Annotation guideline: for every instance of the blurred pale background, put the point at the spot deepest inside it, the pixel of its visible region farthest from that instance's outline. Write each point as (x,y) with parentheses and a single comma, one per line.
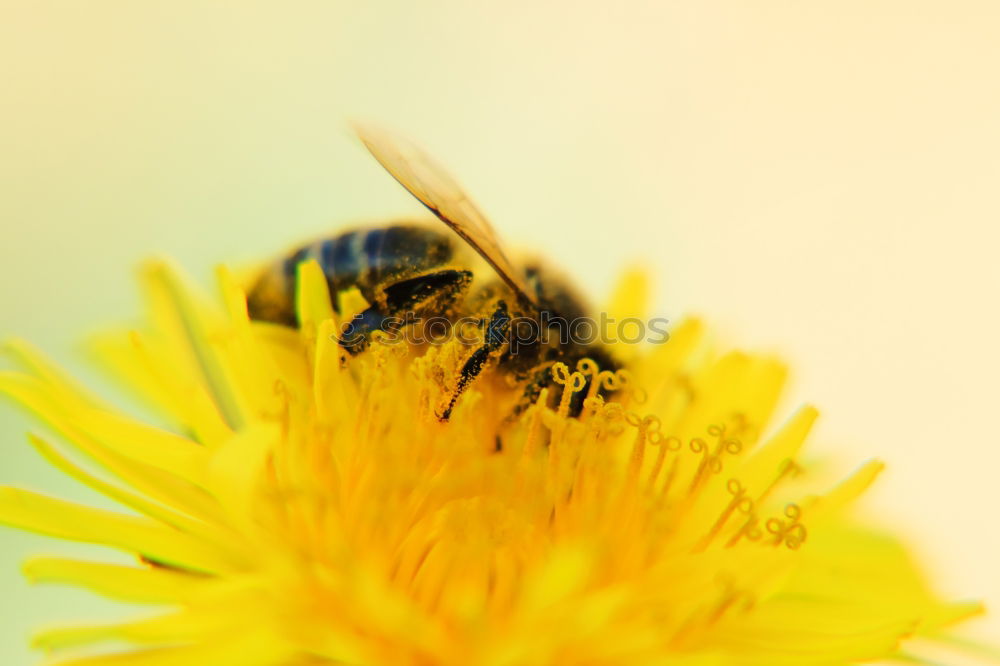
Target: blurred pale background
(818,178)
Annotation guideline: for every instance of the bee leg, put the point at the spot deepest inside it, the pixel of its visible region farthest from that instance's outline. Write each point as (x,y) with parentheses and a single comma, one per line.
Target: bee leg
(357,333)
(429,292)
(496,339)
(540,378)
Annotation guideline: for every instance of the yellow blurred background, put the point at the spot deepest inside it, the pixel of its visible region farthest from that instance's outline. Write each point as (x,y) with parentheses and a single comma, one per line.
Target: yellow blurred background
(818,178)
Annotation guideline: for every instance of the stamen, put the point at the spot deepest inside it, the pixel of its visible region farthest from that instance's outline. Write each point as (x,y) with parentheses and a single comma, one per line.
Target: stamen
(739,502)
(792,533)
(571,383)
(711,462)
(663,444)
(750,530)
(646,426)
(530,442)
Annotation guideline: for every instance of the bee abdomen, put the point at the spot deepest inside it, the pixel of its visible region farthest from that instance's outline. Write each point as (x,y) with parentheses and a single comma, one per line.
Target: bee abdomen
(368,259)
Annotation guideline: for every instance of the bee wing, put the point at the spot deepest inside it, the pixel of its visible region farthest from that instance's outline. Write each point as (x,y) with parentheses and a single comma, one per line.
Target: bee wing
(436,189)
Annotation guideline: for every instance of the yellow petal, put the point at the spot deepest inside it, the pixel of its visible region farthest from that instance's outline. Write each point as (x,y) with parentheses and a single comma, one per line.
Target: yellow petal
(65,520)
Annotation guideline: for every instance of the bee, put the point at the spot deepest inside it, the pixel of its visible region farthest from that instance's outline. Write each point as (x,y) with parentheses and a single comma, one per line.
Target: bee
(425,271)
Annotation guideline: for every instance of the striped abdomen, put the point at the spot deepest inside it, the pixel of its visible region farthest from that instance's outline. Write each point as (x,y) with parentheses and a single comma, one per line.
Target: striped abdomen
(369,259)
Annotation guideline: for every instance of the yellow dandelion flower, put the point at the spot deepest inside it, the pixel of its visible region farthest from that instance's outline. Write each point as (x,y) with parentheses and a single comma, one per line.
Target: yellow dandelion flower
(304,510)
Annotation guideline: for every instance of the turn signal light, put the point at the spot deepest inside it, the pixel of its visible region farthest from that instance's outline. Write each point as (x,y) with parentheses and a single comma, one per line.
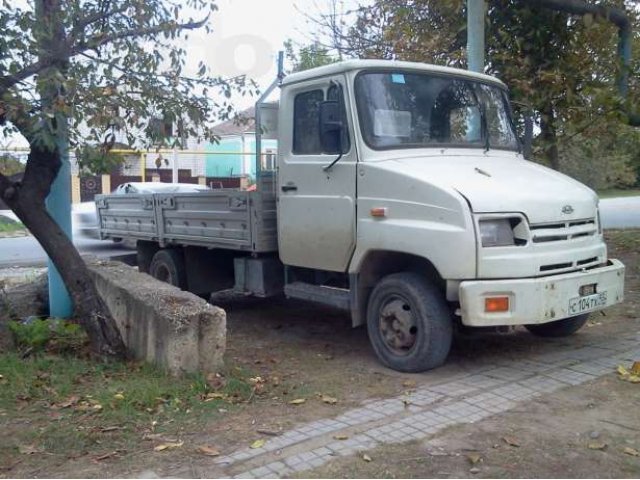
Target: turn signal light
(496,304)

### What you are asked to do
From the line with "Target: yellow dandelion flower" through the end of the listing, write out every line exactly, leaving out the pictures.

### Output below
Target: yellow dandelion flower
(304,510)
Annotation guideline: for every instance of the turn signal light, put the point at the spot deepest inside it, the pixel of its visible region farthest from that instance's outline. Write each point as (x,y) with parentheses and a single comma, one per line.
Target: turn signal light
(496,304)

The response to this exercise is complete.